▶ [Your goal]: Find every line in the data that contains the word "below". Return each of those lines.

•••

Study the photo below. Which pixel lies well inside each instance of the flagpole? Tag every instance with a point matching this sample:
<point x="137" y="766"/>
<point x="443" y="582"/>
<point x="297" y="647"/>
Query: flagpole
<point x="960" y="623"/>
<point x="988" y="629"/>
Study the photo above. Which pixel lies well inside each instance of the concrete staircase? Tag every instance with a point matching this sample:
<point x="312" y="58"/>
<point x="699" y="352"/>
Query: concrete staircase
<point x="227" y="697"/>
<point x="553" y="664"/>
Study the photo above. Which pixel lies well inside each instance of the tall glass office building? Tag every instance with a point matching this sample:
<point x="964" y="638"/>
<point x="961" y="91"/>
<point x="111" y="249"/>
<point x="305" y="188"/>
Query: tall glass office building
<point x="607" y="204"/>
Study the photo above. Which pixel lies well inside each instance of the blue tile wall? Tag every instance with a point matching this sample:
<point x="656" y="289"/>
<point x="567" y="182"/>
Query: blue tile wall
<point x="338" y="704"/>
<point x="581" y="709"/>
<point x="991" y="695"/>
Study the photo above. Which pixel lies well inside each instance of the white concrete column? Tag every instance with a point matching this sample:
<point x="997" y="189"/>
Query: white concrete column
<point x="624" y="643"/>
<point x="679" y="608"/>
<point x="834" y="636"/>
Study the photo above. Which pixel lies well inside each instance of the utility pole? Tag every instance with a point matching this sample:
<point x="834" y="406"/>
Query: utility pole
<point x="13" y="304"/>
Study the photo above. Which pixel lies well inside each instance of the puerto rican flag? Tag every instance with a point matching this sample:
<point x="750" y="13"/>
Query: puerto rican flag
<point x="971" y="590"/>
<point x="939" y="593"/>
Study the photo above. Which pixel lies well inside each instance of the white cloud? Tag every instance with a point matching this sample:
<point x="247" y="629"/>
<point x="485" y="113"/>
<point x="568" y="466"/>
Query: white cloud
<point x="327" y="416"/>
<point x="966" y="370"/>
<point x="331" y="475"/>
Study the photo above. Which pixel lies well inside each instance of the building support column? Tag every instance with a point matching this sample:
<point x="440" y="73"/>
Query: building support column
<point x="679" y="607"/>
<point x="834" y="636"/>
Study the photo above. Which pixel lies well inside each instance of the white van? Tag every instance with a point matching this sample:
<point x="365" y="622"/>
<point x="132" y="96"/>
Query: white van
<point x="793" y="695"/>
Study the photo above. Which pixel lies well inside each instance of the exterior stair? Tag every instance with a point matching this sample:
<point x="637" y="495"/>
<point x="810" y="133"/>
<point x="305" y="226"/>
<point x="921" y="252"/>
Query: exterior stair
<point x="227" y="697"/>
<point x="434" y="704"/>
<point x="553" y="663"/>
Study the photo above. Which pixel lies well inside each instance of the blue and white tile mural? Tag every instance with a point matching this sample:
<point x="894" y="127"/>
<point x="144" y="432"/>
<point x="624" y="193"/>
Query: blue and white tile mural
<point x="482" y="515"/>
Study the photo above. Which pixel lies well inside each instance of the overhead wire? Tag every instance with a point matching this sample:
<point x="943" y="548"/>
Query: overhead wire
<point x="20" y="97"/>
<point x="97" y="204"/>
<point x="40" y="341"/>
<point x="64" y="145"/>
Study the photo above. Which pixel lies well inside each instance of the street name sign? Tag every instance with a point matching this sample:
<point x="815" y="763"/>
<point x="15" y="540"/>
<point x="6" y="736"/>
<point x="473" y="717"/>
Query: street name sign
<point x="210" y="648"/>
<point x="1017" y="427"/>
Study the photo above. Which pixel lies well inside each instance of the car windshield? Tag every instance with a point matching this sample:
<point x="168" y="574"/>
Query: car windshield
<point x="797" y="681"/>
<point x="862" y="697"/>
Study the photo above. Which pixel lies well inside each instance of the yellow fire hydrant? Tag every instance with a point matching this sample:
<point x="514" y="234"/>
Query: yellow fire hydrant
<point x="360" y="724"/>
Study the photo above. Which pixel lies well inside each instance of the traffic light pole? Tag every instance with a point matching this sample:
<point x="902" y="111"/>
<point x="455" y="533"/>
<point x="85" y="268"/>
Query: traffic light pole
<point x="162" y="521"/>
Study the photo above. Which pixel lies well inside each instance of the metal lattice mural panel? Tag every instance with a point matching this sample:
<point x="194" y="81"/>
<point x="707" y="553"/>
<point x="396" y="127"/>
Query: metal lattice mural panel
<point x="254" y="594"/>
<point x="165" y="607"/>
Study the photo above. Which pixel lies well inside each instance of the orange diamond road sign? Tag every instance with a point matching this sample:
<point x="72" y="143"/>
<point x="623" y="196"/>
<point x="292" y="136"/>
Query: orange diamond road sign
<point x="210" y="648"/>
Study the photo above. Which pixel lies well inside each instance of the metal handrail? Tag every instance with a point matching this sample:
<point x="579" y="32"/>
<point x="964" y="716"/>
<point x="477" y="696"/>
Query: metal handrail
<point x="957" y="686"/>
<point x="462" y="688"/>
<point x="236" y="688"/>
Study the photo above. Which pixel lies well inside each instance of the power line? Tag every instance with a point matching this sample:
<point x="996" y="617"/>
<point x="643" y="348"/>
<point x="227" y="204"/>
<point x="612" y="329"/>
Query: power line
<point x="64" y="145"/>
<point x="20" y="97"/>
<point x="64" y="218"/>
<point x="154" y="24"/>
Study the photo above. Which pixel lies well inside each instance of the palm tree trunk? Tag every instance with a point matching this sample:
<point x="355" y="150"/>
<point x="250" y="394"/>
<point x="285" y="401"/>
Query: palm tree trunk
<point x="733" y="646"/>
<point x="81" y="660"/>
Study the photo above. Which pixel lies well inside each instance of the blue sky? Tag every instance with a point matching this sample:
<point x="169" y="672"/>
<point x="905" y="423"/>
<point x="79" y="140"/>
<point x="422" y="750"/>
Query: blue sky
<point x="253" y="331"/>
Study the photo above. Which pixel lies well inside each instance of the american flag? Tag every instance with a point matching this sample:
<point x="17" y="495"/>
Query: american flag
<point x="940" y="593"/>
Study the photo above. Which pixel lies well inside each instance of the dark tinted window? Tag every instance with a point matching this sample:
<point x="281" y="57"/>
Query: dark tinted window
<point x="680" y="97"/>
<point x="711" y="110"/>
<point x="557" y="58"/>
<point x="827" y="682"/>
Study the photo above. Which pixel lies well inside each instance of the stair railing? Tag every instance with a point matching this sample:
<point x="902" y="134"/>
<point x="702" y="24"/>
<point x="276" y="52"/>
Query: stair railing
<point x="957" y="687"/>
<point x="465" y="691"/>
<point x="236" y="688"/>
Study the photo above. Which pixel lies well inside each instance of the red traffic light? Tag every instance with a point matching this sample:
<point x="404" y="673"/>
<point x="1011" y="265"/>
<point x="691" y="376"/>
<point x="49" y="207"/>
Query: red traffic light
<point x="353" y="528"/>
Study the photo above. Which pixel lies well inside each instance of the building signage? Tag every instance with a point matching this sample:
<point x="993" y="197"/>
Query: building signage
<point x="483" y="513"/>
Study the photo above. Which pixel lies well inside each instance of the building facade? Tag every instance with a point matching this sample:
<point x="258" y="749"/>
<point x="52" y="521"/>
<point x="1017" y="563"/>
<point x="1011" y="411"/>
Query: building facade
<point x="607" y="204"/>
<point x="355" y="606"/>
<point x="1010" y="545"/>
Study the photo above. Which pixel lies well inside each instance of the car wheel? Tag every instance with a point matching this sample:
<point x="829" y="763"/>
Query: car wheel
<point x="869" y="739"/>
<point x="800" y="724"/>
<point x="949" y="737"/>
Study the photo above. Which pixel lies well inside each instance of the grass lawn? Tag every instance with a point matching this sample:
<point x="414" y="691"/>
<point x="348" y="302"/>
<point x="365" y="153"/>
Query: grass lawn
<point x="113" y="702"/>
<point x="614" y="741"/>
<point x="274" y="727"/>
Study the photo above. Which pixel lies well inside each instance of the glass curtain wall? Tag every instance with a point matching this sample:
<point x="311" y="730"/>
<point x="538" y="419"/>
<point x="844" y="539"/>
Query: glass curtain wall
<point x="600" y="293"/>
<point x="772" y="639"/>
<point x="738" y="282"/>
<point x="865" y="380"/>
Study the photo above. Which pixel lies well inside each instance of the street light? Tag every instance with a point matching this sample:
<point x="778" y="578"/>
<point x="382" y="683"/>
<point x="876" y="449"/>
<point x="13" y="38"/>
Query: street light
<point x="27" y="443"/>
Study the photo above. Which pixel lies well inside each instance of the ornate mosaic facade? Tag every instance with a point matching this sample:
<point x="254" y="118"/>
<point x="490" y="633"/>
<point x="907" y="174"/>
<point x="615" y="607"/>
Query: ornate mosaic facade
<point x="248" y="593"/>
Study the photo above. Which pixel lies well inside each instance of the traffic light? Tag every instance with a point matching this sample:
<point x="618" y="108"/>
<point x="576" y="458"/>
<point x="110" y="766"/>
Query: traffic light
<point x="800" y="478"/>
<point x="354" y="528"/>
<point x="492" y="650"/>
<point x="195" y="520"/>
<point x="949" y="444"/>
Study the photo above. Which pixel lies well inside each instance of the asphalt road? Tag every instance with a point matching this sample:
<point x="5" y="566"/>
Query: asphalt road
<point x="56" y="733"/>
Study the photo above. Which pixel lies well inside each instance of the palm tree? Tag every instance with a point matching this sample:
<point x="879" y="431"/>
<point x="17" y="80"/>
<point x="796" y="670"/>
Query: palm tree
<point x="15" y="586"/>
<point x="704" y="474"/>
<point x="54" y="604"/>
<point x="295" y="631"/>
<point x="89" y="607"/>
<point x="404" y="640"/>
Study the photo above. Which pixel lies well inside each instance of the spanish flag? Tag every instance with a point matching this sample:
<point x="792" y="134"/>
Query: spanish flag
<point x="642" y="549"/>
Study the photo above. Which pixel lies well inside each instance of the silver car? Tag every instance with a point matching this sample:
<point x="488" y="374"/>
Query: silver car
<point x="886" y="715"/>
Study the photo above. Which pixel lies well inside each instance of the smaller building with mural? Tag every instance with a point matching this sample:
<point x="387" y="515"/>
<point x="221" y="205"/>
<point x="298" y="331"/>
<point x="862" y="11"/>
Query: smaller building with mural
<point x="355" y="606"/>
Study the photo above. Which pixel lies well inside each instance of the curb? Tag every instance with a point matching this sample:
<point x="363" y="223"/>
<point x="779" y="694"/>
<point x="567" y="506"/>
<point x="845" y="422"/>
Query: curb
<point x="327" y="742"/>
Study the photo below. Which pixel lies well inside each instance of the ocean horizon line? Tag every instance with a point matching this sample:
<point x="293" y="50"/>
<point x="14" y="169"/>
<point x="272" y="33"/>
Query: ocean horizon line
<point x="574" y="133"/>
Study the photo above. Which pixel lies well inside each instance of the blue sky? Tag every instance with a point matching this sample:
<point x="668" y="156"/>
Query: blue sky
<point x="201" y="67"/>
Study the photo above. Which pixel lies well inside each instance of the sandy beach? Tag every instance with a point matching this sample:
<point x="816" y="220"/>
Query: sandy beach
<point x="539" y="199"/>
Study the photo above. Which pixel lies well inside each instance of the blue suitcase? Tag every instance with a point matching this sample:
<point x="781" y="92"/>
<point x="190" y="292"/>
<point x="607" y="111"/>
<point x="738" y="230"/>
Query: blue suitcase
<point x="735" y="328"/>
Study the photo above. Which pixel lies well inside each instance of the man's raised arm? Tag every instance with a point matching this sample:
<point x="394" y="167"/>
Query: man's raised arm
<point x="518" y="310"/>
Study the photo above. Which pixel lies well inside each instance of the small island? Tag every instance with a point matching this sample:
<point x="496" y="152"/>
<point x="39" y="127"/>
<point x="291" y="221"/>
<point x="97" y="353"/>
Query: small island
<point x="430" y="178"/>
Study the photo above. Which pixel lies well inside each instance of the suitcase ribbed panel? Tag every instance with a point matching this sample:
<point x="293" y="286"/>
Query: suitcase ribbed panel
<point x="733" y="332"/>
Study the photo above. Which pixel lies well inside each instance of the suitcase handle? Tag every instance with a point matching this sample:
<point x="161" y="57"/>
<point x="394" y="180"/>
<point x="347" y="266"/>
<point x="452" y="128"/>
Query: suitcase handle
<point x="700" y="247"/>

•••

▶ [Written answer]:
Study the photo below. Which pixel lies well inside each instance of the flagpole? Tag every instance with a point matching this sample:
Study the photo below. Which pixel lies well inside each instance of the ocean horizon line? Tag every instance with a point matching this sample:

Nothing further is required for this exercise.